Work required: Would you copy all lines in the data that contain the word "below"?

[Natural language region descriptions]

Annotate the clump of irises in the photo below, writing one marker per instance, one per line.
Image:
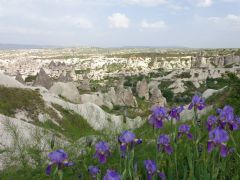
(218, 127)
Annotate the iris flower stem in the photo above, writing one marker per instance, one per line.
(175, 159)
(235, 144)
(156, 142)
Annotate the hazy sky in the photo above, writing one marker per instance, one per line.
(107, 23)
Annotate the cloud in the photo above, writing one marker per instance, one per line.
(118, 20)
(231, 21)
(153, 25)
(146, 2)
(204, 3)
(79, 22)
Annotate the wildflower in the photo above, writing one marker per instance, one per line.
(184, 129)
(164, 144)
(127, 139)
(151, 168)
(211, 121)
(102, 151)
(58, 157)
(112, 175)
(226, 117)
(157, 117)
(218, 137)
(175, 112)
(93, 171)
(197, 102)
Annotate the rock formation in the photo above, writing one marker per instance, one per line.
(157, 97)
(125, 97)
(65, 77)
(43, 79)
(85, 84)
(19, 78)
(177, 86)
(66, 90)
(142, 89)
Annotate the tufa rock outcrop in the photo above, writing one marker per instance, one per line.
(157, 97)
(142, 89)
(19, 78)
(43, 79)
(66, 90)
(65, 77)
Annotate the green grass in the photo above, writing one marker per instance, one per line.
(72, 125)
(12, 99)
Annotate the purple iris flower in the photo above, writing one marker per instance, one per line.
(237, 120)
(127, 140)
(164, 144)
(157, 117)
(151, 168)
(211, 121)
(102, 151)
(197, 102)
(175, 112)
(227, 117)
(112, 175)
(184, 129)
(93, 171)
(217, 138)
(58, 157)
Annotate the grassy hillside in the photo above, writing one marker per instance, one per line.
(12, 99)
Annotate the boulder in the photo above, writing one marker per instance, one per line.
(177, 86)
(19, 78)
(65, 77)
(84, 84)
(142, 89)
(9, 81)
(67, 90)
(157, 97)
(124, 97)
(43, 79)
(209, 92)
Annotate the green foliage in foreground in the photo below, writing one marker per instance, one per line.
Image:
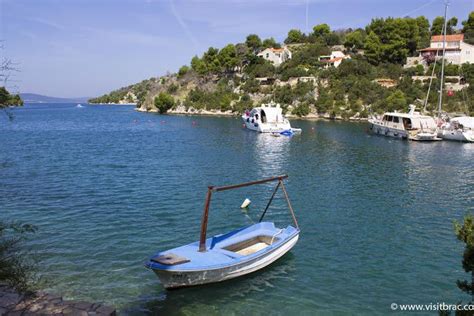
(221, 99)
(164, 102)
(16, 267)
(7, 99)
(465, 233)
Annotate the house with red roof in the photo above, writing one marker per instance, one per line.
(456, 50)
(335, 59)
(276, 56)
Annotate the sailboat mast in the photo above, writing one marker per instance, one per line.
(441, 84)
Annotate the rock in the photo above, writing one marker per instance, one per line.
(83, 305)
(42, 303)
(10, 299)
(105, 310)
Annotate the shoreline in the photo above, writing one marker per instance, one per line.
(41, 303)
(310, 117)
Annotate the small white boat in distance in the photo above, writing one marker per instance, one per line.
(268, 118)
(458, 129)
(411, 125)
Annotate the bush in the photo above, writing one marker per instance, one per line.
(164, 102)
(302, 109)
(172, 88)
(16, 267)
(183, 70)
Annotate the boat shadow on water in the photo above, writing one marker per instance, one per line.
(203, 298)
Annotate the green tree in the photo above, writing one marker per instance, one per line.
(321, 30)
(199, 66)
(373, 48)
(465, 233)
(228, 57)
(270, 42)
(295, 36)
(301, 109)
(468, 29)
(211, 60)
(438, 25)
(253, 42)
(396, 101)
(164, 102)
(355, 40)
(7, 99)
(423, 32)
(183, 70)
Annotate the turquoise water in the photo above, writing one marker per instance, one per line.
(108, 186)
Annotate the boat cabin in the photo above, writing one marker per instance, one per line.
(267, 115)
(408, 122)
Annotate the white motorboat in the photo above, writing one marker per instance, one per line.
(411, 125)
(458, 129)
(268, 118)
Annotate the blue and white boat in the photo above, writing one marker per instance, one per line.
(228, 255)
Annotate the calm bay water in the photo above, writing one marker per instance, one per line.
(108, 186)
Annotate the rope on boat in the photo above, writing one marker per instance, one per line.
(279, 232)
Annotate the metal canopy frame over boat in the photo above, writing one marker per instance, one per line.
(205, 216)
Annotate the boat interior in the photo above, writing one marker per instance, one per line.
(252, 245)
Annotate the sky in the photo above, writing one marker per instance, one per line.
(75, 48)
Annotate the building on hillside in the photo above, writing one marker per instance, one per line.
(276, 56)
(335, 59)
(457, 51)
(385, 82)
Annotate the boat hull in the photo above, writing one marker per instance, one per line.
(415, 135)
(266, 127)
(177, 279)
(458, 135)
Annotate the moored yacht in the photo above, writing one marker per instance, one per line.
(411, 125)
(268, 118)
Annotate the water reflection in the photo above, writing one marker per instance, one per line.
(271, 154)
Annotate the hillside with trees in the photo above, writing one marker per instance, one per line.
(7, 99)
(233, 78)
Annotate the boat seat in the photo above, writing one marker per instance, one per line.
(170, 259)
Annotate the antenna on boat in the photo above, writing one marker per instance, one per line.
(441, 85)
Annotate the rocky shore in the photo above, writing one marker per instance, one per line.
(40, 303)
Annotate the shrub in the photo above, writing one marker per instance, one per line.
(16, 267)
(164, 102)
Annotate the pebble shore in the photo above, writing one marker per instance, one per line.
(13, 303)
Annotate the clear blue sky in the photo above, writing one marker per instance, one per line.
(73, 48)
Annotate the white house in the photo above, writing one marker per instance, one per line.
(335, 59)
(276, 55)
(457, 52)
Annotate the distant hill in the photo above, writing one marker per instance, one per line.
(38, 98)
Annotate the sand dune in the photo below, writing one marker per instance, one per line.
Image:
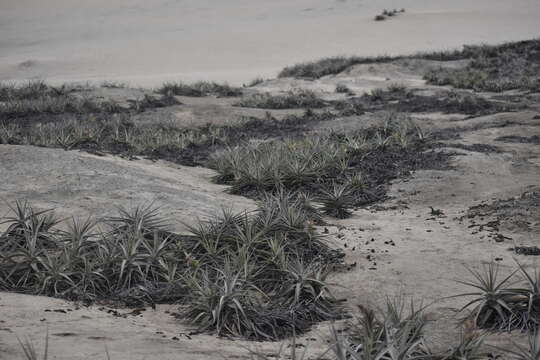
(146, 43)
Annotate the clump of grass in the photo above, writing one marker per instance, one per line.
(30, 90)
(398, 98)
(338, 171)
(344, 89)
(497, 64)
(494, 68)
(388, 13)
(198, 89)
(52, 105)
(291, 100)
(255, 82)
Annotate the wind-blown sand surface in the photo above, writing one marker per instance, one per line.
(148, 42)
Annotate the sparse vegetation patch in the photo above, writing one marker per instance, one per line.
(293, 99)
(198, 89)
(339, 171)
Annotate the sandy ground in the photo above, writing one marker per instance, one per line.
(147, 43)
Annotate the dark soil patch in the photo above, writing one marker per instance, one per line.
(519, 214)
(526, 250)
(535, 139)
(481, 148)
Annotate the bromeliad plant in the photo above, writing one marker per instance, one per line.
(238, 274)
(338, 171)
(504, 303)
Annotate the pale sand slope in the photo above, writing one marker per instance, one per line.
(148, 42)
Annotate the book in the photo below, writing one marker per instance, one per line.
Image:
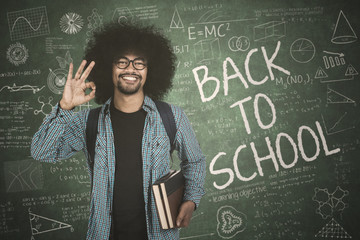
(168, 193)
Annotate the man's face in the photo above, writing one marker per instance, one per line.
(129, 74)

Task result:
Annotate the clump of irises in the photo below, writing one marker per instance, one per line.
Annotate the green foliage in foreground in the photo below, writing one marker per instance, one per line.
Annotate the sand dune in the photo below, writing one marker per instance, one per line.
Annotate the book in the photo below, writing one marker per instance, one per line.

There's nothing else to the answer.